- What to do -
Copy out, exactly as given, every line from the line with "# test: mark the eyeglasses, one" to the end of the listing, both of those lines included.

- Supplied material -
******

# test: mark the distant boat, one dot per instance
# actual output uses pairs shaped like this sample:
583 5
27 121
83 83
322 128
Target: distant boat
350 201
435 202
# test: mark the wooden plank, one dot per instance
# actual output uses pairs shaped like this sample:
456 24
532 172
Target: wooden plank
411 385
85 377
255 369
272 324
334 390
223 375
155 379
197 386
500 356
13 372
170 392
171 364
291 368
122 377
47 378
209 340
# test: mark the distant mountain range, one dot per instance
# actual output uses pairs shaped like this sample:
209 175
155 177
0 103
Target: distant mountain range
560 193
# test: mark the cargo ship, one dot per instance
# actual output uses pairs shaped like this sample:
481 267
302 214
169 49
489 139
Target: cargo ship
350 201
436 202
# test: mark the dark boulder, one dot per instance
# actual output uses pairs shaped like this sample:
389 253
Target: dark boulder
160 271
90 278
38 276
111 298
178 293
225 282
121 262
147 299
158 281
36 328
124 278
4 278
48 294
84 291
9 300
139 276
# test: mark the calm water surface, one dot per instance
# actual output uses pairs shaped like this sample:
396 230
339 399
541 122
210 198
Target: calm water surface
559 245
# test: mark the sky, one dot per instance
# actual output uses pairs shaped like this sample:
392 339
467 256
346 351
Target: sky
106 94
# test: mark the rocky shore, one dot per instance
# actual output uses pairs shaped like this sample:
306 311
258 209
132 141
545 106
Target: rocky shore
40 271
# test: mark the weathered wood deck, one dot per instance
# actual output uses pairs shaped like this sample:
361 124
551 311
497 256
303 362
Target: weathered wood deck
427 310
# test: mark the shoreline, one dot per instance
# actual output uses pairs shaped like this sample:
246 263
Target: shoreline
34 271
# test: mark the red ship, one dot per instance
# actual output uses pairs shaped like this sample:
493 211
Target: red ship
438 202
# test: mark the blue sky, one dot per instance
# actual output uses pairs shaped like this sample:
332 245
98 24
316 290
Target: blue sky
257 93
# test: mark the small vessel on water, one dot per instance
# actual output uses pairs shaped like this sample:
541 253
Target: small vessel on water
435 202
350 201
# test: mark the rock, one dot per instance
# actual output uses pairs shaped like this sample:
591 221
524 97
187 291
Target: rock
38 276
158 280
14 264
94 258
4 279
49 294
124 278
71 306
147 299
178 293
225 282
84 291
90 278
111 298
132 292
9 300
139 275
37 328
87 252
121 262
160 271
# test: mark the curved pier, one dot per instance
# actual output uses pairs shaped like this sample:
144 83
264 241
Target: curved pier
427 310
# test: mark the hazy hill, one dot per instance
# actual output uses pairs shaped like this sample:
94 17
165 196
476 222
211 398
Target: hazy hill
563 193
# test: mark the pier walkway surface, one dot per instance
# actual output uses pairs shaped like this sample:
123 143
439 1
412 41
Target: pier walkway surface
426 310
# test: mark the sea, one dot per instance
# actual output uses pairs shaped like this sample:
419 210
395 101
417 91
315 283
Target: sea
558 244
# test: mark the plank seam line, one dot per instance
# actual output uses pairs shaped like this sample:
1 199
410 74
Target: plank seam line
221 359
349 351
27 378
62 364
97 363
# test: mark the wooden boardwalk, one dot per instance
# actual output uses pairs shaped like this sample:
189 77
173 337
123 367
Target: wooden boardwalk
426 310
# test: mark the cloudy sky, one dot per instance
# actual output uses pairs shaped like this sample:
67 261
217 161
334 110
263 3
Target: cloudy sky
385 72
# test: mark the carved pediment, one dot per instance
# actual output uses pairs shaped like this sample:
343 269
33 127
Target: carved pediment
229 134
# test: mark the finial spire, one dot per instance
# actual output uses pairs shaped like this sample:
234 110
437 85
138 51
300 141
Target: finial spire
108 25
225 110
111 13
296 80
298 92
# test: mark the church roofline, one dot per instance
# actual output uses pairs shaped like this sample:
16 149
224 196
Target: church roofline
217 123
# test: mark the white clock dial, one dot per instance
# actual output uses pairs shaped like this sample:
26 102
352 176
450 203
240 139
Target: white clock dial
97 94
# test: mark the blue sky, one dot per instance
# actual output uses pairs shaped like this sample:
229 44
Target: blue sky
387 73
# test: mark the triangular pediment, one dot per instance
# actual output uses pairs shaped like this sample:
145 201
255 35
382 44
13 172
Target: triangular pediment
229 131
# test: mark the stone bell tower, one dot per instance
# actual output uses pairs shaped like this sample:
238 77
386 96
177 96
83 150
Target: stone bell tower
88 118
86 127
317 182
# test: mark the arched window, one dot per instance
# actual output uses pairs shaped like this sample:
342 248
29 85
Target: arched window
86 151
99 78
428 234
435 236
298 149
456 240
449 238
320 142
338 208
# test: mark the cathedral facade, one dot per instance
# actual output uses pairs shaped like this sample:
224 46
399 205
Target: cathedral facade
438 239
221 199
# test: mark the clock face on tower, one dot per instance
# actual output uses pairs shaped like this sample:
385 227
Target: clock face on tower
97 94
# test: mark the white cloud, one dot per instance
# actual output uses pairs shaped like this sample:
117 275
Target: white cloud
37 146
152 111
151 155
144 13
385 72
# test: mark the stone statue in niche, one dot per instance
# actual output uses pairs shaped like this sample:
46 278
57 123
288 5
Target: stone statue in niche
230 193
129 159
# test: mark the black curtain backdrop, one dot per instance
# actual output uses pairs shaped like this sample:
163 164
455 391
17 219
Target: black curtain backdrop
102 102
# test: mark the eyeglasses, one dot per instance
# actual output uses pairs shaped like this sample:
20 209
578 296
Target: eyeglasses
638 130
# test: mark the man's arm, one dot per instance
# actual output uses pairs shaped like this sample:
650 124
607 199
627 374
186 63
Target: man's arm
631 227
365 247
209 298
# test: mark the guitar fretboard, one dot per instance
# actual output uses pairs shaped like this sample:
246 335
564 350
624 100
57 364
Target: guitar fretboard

******

- Task answer -
# test: mark the eyeglasses, one dot per instance
# actual output uses pairs shaped like this sample:
20 209
578 296
Target: eyeglasses
638 130
# test: mark the man's arm, one dot per instance
# actual output uses pairs shaped like this sample:
650 124
607 199
627 374
186 63
Target: man's arm
631 227
365 247
209 298
# test: mark the guitar fretboard, one dot per instance
# actual output uses pairs shaped like this sample:
246 335
564 350
624 100
57 364
Target: guitar fretboard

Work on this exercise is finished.